- PROVIDED ENTRIES:
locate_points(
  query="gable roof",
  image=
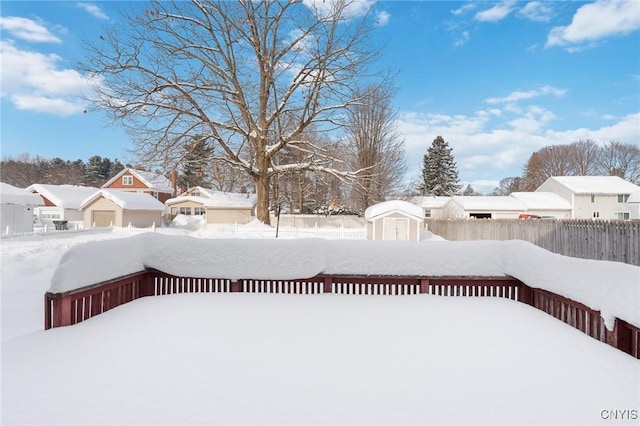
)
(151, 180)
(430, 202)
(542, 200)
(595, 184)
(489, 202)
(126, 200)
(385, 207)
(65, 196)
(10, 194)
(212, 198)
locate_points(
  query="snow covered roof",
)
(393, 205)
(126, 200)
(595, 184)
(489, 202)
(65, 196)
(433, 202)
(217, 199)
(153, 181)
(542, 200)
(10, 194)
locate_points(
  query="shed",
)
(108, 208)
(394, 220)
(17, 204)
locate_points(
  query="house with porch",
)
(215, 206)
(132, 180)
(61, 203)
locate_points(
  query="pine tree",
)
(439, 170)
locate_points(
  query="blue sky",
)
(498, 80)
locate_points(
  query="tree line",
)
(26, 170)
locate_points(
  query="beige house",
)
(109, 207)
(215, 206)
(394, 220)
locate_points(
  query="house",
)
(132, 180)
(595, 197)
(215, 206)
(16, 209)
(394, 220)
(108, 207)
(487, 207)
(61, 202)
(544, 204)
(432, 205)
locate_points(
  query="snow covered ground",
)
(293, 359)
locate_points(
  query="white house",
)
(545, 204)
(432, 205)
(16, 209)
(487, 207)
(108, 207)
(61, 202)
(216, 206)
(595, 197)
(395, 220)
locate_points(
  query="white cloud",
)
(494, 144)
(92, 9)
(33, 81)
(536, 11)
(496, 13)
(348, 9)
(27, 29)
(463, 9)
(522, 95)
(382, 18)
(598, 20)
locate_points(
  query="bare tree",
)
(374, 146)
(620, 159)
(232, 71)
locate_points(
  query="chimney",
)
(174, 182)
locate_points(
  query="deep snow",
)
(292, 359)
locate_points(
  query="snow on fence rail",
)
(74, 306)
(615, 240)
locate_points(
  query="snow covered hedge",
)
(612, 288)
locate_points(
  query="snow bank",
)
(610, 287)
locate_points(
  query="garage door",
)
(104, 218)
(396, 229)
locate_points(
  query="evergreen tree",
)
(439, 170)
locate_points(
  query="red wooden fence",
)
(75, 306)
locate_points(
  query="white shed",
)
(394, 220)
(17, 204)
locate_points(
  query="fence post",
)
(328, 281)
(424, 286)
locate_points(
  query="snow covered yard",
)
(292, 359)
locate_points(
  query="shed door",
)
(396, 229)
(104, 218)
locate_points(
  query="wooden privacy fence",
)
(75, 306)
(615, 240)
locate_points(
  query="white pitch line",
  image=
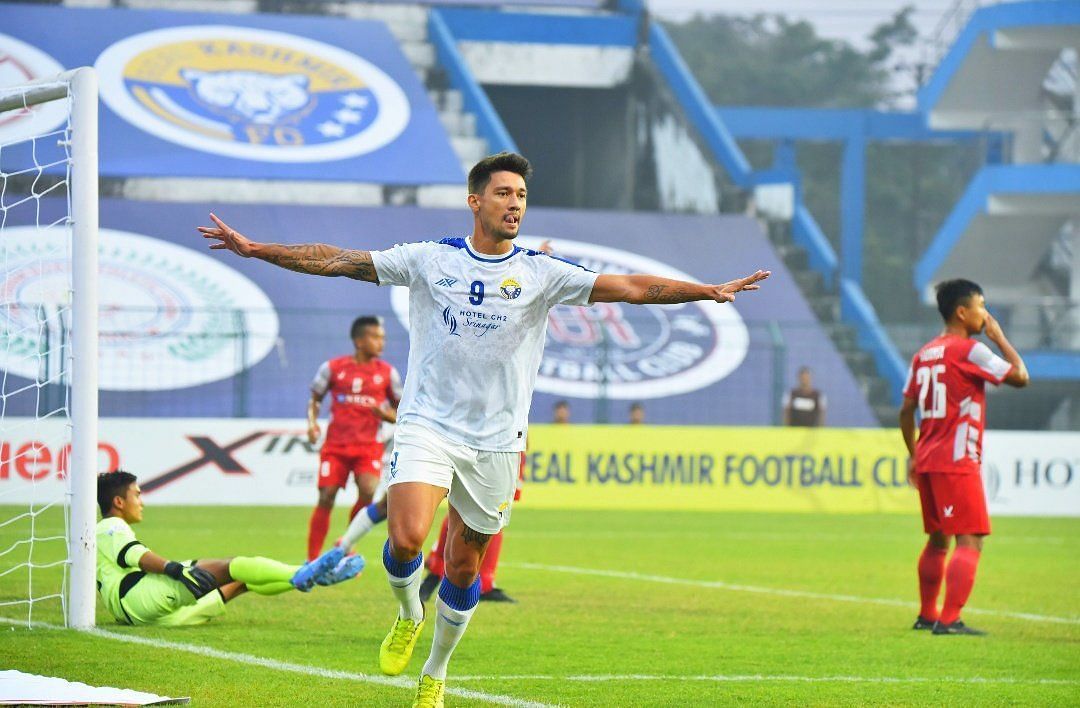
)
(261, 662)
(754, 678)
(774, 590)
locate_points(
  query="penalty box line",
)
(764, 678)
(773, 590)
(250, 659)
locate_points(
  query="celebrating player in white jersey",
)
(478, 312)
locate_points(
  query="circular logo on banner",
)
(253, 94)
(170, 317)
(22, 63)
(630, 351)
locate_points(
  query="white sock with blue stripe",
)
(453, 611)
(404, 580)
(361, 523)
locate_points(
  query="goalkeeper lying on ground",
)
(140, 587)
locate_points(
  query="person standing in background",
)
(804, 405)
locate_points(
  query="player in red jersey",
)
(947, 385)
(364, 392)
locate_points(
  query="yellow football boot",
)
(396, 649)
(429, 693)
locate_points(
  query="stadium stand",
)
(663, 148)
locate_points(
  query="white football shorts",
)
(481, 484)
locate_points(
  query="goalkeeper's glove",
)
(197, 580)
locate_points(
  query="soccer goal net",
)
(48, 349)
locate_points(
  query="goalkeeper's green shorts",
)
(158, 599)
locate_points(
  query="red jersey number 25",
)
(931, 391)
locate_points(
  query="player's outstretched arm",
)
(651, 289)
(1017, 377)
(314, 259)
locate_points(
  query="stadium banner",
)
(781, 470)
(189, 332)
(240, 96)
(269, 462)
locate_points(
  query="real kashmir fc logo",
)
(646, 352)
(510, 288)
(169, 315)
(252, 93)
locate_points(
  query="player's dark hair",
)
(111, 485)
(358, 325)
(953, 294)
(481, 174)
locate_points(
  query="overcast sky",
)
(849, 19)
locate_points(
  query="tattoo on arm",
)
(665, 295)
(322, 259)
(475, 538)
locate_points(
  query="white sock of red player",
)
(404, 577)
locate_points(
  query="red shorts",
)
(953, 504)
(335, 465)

- WHAT YOU HAVE TO DO: Every entry should be returned exactly as written, minus the pictures.

- REPLY:
locate_points(
  query="gable roof",
  image=
)
(151, 180)
(430, 202)
(542, 200)
(595, 184)
(489, 202)
(126, 200)
(385, 207)
(65, 196)
(10, 194)
(212, 198)
locate_points(
  query="snow covered roof",
)
(393, 205)
(126, 200)
(595, 184)
(489, 202)
(65, 196)
(433, 202)
(217, 199)
(153, 181)
(542, 200)
(10, 194)
locate_points(
  query="shed",
)
(108, 208)
(394, 220)
(17, 204)
locate_points(
  query="house with porch",
)
(215, 206)
(132, 180)
(61, 203)
locate_points(
  query="pine tree",
)
(439, 170)
locate_points(
  query="blue sky",
)
(498, 80)
locate_points(
  query="tree line",
)
(26, 170)
locate_points(
  query="beige house",
)
(109, 207)
(215, 206)
(394, 220)
locate_points(
  query="house",
)
(132, 180)
(595, 197)
(215, 206)
(16, 209)
(394, 220)
(108, 207)
(487, 207)
(61, 202)
(544, 204)
(432, 205)
locate_points(
  query="snow covered ground",
)
(293, 359)
locate_points(
  query="white house",
)
(545, 204)
(432, 205)
(16, 209)
(487, 207)
(108, 207)
(61, 202)
(216, 206)
(595, 197)
(395, 220)
locate_points(
  query="white cloud",
)
(494, 144)
(92, 9)
(33, 81)
(536, 11)
(496, 13)
(348, 9)
(27, 29)
(463, 9)
(522, 95)
(382, 18)
(598, 20)
locate_points(
  query="bare tree",
)
(374, 146)
(620, 159)
(232, 71)
locate_points(
  query="chimney",
)
(174, 182)
locate_points(
  query="deep snow",
)
(292, 359)
locate_points(
  query="snow on fence rail",
)
(74, 306)
(615, 240)
locate_points(
  query="snow covered hedge",
)
(612, 288)
locate_points(
  query="snow bank",
)
(610, 287)
locate_points(
  query="garage door",
)
(104, 218)
(396, 229)
locate_points(
  query="evergreen tree",
)
(439, 170)
locate_points(
  query="red wooden fence",
)
(75, 306)
locate_points(
  query="white shed",
)
(394, 220)
(17, 204)
locate_points(
  query="fence post",
)
(328, 281)
(424, 286)
locate_points(
  query="snow covered yard",
)
(292, 359)
locate_points(
  query="shed door",
)
(396, 229)
(104, 218)
locate_points(
  query="wooden privacy fence",
)
(75, 306)
(615, 240)
locate_points(
  query="white pitch line",
  image=
)
(261, 662)
(754, 678)
(774, 590)
locate_points(
  query="penalty box line",
)
(764, 678)
(773, 590)
(250, 659)
locate_points(
  query="celebrating player in white jersey",
)
(478, 312)
locate_points(
  query="circular logo on banner",
)
(253, 94)
(170, 317)
(22, 63)
(630, 351)
locate_points(
  query="white sock with blue stripe",
)
(453, 611)
(404, 580)
(361, 523)
locate_points(
  query="goalkeeper lying on ground",
)
(140, 587)
locate_points(
  query="person standing in background",
)
(804, 405)
locate_points(
  query="player in red jersey",
)
(947, 385)
(364, 392)
locate_points(
  query="yellow football boot",
)
(396, 649)
(429, 693)
locate_points(
  query="stadium stand",
)
(663, 148)
locate_points(
  query="white football shorts",
)
(481, 484)
locate_points(
  query="goalkeeper's glove",
)
(197, 580)
locate_points(
  query="soccer goal net",
)
(48, 349)
locate_points(
  query="goalkeeper's green shorts",
)
(158, 599)
locate_points(
  query="red jersey number 25",
)
(931, 391)
locate_points(
  query="player's outstretched arm",
)
(651, 289)
(1017, 377)
(314, 259)
locate_points(
  query="stadium banner",
)
(781, 470)
(189, 332)
(240, 96)
(269, 462)
locate_points(
  query="real kashmir fc logo",
)
(646, 352)
(510, 288)
(169, 315)
(252, 93)
locate_points(
  query="player's dark hair",
)
(111, 485)
(358, 325)
(953, 294)
(481, 174)
locate_points(
  query="overcast sky",
)
(849, 19)
locate_points(
  query="tattoo on arm",
)
(665, 295)
(322, 259)
(475, 538)
locate_points(
  query="white sock of red player",
)
(404, 577)
locate_points(
  query="red shorts",
)
(953, 504)
(335, 465)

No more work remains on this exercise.